▶ **Record extracts**:
——————

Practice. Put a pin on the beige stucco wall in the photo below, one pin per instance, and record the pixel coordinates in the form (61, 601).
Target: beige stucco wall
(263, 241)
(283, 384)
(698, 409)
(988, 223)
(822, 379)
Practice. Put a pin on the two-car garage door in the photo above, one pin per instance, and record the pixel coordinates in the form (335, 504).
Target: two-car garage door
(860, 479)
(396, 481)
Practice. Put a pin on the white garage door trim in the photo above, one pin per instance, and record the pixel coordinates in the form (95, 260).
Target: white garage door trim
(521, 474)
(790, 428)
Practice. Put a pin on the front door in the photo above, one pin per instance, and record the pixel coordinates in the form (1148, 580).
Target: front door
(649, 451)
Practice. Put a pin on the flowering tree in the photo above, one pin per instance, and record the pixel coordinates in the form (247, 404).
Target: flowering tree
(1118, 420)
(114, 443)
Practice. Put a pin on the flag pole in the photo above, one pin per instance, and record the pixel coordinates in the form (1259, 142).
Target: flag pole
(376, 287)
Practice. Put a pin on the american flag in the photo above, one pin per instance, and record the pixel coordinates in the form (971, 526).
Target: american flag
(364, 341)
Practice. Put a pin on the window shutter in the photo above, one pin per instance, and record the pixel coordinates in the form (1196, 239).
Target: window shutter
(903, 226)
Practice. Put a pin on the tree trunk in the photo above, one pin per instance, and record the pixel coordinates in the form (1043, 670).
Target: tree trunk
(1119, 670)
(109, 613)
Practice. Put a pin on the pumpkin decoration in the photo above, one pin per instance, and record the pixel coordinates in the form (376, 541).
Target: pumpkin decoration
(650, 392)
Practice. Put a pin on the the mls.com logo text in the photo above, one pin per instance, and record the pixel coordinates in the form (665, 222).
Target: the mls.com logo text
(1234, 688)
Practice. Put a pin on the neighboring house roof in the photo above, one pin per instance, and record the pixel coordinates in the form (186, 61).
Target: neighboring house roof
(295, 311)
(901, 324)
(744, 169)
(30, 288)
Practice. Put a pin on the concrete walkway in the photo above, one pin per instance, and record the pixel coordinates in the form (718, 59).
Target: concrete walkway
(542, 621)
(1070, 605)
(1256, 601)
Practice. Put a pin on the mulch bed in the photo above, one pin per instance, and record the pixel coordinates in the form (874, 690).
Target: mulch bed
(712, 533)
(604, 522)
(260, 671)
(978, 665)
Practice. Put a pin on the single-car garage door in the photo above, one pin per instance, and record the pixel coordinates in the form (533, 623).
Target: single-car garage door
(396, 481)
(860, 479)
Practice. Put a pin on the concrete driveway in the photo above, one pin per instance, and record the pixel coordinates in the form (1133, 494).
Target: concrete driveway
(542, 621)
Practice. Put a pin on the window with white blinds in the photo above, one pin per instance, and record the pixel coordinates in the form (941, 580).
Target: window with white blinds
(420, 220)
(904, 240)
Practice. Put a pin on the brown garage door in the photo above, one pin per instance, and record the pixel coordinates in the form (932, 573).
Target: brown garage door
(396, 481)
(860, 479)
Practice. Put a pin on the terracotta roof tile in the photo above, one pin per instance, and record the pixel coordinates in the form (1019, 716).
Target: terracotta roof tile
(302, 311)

——————

▶ **Given task**: Exactly reproduce every record.

▶ **Solution to this problem**:
Practice. Put a pin on the beige stucco wall in the photo below, one pin per instance, and record the pixel coordinates in the form (61, 601).
Target: beige stucco wall
(263, 241)
(283, 384)
(698, 409)
(988, 223)
(822, 379)
Practice. Put a pin on the two-car garage door in the photo above, one pin per instance, and record the pixel coordinates in the form (335, 504).
Target: two-car garage door
(860, 479)
(396, 481)
Practice. Put a pin on the white garage door trim in the photo above, one pin per instance, and record the pixel coordinates in the form (95, 260).
Target: white garage door trim
(521, 474)
(790, 428)
Practice. Put a pin on the front door in the photo above, one pin per instance, and record the pixel coordinates in the form (1148, 580).
Target: front door
(649, 451)
Practice. Put a pin on the flowering tree in the photo above, one pin per instance, and record the pixel coordinates in the form (247, 404).
Target: flowering tree
(1118, 420)
(114, 443)
Practice. Put a pin on the flag pole in the photo above, one pin per instance, and record the pixel coordinates in the form (1259, 142).
Target: flag pole
(376, 287)
Practice. Put a pin on the american flag in the photo above, one pin per instance, and record the pixel coordinates in the form (971, 526).
Target: american flag
(364, 341)
Practice. Put a pin on the window shutter in the photo above, one pin per instance, and record the pixel coordinates in the form (1196, 239).
Target: window shutter
(903, 226)
Practice. Put a pin on the tree trunk in the photo above, one pin per instance, and record the pixel coordinates in the form (1043, 670).
Target: tree trunk
(1119, 670)
(109, 613)
Practice. Put a pin on the pumpkin decoration in the photo above, one pin per instance, and record the pixel coordinates in the form (376, 541).
Target: pumpkin decoration
(650, 392)
Practice. Put a pin on the the mls.com logo text in the photo above, one pin per instance, and record the pixel coordinates in the form (665, 222).
Target: the mls.com logo text
(1234, 688)
Practice. Put a pin on the neighboring house roof in the photo above, one pin per instance, and record the pixel coordinates in the form (186, 61).
Target: neighboring house roof
(295, 311)
(901, 324)
(744, 169)
(30, 288)
Practice. Put a pin on the concrete walkway in the photo above, one pin per instance, and record the pixel coordinates in the form (718, 59).
Target: concrete walkway
(542, 621)
(1070, 605)
(1256, 601)
Practice. Put a pin on the mulch bed in the photo above, one pin per instance, and record the pixel coordinates in the form (874, 690).
Target: mulch bed
(712, 533)
(604, 522)
(260, 671)
(978, 665)
Practice. Put a pin on the single-car garage door in the photo above, one pin per instance, and record the pixel coordinates in the form (533, 623).
Target: single-car garage door
(396, 481)
(860, 479)
Practice. Put a pin on the concrete driveway in the photo above, one pin per instance, and record the pixel coordinates in the form (1133, 494).
Target: concrete driveway
(542, 621)
Practice. Put a pin on the window with white blinds in the photo above, one pin per instance, and record the pixel coordinates in the form (941, 580).
Target: window with white blinds
(420, 220)
(904, 240)
Practice. Put a pin on the brown garage door in the photo above, one pin per instance, and record the pixel coordinates in the form (932, 573).
Target: brown garage door
(396, 481)
(860, 479)
Practice. Put a pin on the terracotta roof tile in the photo above, one pin per instance, and record the pixel coordinates in the form (1019, 716).
Target: terracotta roof tile
(302, 311)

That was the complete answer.